→ DOCUMENT SECTION:
Happily, bankers only screw up royally once a generation or so. The last bunch of screw-ups have to die off before the rising generation is free to repeat their mistakes.

If bankers got a proper education and read a bit of history they might be less likely to repeat the mistakes of their predecessors, but the ones I've met didn't seem to see the need to know anything about anything except money.

-- Bill Sloman, Nijmegen

Reply to
Bill Sloman

Why do they call it "QE2"? "Titanic" would be more appropriate if they want to be nautical about it.

Reply to
Spehro Pefhany

America is deliberately weakening its currency to make life easier for its exporters and devalue the foreign loans it holds.

Serious global banking MFUs follow a roughly 80 year cycle.

The previous massive global disaster was in 1930 and before that 1847 when "clever paper instruments" and a volatile market caused chaos leaving employers at one point with no way to pay for goods or their employees. Essentially the same as the recent banking crash where bankers no longer trusted that inter-bank debts would be repaid. 1847 was complete with stroppy public letter from the Governor of the Bank of England to bankers and nearly led to abandoning the gold standard. Paris and London were mainly affected and their respective empires.

Regards, Martin Brown

Reply to
Martin Brown

I know of no connection with reducing US gov debt.

It's another giveaway to the bankers (and probably Fannie & Freddie)

- which these funds are going to go to, and reducing the exposure of AIG. And by devaluing our currency (I presume this is what you're referring to savings) it's a way of making the US commerce a bit more competitive.

I guess our previous gifts weren't enough.

Brought to you by Bernanke, Summers, and Geitner - it's really disappointing that they are still in government.

Reply to
cassiope

Yep.

→ DATASET ENTRIES:

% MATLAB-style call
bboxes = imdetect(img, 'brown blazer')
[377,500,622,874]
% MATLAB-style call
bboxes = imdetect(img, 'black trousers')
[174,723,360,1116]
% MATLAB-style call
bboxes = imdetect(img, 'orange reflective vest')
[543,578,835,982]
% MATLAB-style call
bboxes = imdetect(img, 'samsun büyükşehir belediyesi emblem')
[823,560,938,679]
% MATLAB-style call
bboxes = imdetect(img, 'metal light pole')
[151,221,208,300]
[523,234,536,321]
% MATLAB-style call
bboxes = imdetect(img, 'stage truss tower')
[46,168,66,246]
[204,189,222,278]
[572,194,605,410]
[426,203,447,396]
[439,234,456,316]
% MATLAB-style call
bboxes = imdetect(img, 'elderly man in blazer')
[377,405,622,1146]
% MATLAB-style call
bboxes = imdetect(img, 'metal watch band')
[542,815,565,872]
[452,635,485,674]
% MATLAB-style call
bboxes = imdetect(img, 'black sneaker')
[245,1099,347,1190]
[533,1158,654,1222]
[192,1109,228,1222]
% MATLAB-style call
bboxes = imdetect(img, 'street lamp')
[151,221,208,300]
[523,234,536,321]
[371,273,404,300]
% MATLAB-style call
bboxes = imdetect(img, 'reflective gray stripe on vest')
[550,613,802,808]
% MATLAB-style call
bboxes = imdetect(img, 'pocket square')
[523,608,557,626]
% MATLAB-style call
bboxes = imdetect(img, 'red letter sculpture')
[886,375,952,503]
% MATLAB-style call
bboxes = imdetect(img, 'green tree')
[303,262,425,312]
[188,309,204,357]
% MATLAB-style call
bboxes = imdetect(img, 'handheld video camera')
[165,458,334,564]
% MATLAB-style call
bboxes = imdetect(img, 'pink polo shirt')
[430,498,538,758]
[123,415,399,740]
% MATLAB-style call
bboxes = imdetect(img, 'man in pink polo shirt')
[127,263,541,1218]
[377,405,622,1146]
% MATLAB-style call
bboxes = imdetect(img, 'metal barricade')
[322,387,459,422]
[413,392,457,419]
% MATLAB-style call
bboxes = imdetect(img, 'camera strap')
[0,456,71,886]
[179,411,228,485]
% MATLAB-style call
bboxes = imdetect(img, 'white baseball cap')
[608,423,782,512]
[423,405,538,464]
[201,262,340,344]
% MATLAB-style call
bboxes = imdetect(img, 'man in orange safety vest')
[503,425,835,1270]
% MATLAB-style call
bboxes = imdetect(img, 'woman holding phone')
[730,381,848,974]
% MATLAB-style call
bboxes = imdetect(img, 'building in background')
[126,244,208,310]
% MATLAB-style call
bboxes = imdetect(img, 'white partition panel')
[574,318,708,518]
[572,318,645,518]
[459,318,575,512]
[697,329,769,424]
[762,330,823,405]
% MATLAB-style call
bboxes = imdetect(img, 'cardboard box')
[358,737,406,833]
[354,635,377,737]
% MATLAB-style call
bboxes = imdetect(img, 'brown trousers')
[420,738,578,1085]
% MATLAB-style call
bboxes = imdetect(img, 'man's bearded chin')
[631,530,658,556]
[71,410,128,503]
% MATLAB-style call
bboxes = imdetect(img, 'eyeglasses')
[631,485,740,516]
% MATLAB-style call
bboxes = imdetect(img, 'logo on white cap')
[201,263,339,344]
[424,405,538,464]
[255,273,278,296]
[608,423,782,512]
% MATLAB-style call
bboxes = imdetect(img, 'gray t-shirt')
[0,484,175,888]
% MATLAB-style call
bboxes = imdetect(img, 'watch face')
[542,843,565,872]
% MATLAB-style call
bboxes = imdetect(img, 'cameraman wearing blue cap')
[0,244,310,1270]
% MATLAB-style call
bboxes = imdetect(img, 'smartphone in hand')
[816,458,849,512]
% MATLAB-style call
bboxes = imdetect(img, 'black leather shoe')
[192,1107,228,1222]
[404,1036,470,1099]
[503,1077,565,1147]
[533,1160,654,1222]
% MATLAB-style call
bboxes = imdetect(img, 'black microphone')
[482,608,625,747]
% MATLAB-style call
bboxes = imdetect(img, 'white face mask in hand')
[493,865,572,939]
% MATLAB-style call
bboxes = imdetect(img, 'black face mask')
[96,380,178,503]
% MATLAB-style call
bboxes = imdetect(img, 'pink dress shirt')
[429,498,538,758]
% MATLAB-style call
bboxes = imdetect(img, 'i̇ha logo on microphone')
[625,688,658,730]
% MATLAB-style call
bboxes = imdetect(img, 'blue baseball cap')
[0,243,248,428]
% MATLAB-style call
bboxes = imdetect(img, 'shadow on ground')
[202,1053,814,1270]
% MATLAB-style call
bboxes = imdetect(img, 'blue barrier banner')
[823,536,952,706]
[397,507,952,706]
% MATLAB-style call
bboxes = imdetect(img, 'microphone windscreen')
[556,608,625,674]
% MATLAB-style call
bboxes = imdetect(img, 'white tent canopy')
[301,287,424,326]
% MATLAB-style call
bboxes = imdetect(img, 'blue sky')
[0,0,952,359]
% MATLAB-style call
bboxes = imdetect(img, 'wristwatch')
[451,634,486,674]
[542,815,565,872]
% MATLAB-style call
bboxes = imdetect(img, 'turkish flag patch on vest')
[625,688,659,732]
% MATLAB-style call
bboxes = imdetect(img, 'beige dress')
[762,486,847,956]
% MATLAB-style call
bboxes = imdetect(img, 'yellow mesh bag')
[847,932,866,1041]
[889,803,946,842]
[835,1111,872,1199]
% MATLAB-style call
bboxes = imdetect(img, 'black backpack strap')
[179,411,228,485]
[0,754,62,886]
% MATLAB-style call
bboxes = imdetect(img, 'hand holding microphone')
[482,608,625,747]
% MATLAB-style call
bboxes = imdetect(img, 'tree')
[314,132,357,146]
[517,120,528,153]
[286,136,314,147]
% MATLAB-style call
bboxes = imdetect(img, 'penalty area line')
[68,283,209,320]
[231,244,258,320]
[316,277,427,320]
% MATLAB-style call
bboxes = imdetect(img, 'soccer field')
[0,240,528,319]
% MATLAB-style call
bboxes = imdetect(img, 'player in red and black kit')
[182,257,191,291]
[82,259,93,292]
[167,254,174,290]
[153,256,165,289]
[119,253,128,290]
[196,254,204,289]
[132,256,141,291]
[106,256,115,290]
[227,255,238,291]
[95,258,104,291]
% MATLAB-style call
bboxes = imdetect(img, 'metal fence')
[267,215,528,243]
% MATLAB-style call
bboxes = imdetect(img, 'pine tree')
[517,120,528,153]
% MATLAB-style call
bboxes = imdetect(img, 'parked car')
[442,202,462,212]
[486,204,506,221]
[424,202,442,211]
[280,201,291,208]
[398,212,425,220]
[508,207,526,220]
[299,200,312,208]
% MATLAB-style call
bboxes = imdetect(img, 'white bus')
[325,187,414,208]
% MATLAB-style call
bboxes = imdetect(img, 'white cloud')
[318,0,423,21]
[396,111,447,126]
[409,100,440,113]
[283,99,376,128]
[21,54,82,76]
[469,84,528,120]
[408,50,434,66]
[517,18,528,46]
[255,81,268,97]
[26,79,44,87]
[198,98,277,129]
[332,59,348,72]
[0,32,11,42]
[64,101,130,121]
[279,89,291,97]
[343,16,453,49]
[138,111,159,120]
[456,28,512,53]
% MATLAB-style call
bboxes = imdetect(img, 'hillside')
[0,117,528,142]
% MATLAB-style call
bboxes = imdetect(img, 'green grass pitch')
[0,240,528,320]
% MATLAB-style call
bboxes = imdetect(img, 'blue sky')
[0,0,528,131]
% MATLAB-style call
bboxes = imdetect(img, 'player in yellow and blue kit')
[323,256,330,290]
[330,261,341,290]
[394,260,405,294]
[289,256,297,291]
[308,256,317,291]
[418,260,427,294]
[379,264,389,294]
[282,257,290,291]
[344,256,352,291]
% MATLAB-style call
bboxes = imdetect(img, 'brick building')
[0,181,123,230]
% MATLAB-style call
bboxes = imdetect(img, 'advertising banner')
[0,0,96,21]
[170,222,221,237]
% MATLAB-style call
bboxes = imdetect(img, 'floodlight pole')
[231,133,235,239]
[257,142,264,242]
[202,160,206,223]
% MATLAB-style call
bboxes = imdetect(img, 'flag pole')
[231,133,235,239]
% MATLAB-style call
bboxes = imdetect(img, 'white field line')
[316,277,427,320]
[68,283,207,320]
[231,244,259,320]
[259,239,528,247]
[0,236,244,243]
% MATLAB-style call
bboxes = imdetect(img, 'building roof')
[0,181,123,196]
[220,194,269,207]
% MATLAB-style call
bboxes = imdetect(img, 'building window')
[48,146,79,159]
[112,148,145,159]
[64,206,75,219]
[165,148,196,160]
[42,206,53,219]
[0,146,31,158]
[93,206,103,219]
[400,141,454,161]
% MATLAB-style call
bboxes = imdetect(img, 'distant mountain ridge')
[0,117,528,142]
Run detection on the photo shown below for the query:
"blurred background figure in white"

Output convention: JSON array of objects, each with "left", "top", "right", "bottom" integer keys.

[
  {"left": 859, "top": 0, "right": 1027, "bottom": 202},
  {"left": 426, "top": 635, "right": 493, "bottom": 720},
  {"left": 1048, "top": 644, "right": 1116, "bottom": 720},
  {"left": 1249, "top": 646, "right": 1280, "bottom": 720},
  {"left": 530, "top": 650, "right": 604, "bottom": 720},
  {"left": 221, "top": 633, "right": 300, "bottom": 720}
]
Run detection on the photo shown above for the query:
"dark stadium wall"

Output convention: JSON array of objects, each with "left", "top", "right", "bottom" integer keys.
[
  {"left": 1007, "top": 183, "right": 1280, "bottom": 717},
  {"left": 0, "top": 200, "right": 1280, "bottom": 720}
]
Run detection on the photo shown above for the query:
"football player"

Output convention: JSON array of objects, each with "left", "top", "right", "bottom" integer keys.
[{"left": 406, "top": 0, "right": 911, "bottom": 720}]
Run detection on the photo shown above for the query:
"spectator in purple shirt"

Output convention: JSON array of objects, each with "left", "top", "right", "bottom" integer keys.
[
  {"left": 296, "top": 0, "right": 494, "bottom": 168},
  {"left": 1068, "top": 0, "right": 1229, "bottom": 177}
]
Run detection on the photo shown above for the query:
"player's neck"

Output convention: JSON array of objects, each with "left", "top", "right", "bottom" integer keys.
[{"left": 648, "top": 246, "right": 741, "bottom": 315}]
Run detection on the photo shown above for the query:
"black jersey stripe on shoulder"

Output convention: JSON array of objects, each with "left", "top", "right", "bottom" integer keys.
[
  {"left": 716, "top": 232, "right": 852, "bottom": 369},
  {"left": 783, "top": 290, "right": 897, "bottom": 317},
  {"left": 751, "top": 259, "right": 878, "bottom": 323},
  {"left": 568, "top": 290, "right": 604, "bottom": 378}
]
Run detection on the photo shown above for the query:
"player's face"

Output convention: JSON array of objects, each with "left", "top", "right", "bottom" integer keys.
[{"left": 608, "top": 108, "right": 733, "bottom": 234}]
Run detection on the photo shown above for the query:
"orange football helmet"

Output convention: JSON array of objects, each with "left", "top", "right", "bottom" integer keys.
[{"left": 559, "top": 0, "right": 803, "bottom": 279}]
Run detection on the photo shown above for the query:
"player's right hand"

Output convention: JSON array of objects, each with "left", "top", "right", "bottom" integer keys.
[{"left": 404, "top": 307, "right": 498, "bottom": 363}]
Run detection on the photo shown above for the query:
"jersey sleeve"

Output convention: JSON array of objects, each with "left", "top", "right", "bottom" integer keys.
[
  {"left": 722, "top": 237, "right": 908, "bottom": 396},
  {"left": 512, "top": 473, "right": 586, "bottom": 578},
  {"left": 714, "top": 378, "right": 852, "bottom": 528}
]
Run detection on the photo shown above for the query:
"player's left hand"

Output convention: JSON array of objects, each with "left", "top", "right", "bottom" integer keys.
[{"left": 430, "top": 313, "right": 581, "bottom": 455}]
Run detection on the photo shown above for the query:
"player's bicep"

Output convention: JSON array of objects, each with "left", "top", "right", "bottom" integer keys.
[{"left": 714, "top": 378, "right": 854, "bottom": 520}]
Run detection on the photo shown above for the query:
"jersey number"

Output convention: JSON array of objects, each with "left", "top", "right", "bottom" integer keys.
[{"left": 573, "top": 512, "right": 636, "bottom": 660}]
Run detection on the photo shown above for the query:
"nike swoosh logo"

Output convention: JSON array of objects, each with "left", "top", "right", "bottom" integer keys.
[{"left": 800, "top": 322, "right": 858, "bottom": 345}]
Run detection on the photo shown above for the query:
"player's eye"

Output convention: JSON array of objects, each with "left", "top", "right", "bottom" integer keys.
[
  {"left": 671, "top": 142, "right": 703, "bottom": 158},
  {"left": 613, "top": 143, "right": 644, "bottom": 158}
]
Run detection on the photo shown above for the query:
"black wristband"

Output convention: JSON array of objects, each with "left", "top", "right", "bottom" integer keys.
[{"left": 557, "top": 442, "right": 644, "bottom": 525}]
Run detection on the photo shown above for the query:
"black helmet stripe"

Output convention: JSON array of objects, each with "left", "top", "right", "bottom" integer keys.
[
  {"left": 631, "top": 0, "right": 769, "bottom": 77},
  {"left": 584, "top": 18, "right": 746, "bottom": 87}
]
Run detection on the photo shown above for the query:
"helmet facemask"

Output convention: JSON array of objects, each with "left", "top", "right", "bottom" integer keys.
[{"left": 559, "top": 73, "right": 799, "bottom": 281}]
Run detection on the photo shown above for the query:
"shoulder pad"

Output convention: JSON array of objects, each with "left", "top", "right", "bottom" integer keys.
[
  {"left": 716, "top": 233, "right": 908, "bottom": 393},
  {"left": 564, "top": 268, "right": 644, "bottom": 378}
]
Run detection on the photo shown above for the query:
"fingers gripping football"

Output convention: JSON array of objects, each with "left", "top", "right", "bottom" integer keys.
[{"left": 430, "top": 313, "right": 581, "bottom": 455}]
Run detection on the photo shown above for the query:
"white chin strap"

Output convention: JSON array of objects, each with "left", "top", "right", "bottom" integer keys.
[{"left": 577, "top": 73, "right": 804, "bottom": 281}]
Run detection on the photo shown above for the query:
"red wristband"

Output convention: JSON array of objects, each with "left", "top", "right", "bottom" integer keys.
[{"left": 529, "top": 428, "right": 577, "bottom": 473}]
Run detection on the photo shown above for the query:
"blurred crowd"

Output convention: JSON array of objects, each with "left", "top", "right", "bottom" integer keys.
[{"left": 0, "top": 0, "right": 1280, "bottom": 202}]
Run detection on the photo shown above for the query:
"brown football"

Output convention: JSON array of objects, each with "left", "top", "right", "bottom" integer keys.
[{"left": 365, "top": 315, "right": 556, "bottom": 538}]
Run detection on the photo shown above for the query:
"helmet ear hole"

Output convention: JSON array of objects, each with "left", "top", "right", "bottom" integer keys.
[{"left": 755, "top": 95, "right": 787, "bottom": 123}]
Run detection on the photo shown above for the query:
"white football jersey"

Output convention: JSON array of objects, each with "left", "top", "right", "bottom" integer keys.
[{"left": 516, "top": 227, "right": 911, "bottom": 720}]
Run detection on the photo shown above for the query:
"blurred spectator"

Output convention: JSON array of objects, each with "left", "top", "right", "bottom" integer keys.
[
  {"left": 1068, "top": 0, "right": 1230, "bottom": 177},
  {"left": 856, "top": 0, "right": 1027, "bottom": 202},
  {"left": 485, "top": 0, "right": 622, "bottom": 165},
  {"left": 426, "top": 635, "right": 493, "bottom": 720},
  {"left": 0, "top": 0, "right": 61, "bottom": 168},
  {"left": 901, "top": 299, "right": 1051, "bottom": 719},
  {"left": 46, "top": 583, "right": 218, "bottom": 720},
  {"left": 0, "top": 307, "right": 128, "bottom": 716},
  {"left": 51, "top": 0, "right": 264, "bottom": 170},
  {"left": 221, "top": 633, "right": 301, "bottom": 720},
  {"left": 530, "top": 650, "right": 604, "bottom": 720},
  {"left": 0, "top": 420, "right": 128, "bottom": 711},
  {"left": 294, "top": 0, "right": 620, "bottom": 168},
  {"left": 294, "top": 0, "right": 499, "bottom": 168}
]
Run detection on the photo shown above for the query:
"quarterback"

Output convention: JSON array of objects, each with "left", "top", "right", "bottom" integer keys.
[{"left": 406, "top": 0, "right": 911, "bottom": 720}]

→ EXERCISE AIM: Copy the passage of the banking discussion starting with "Why do they" and going on through "their respective empires.", word for word.

→ TASK SOLUTION:
Why do they call it "QE2"? "Titanic" would be more appropriate if they want to be nautical about it.

Reply to
Spehro Pefhany

America is deliberately weakening its currency to make life easier for its exporters and devalue the foreign loans it holds.

Serious global banking MFUs follow a roughly 80 year cycle.

The previous massive global disaster was in 1930 and before that 1847 when "clever paper instruments" and a volatile market caused chaos leaving employers at one point with no way to pay for goods or their employees. Essentially the same as the recent banking crash where bankers no longer trusted that inter-bank debts would be repaid. 1847 was complete with stroppy public letter from the Governor of the Bank of England to bankers and nearly led to abandoning the gold standard. Paris and London were mainly affected and their respective empires.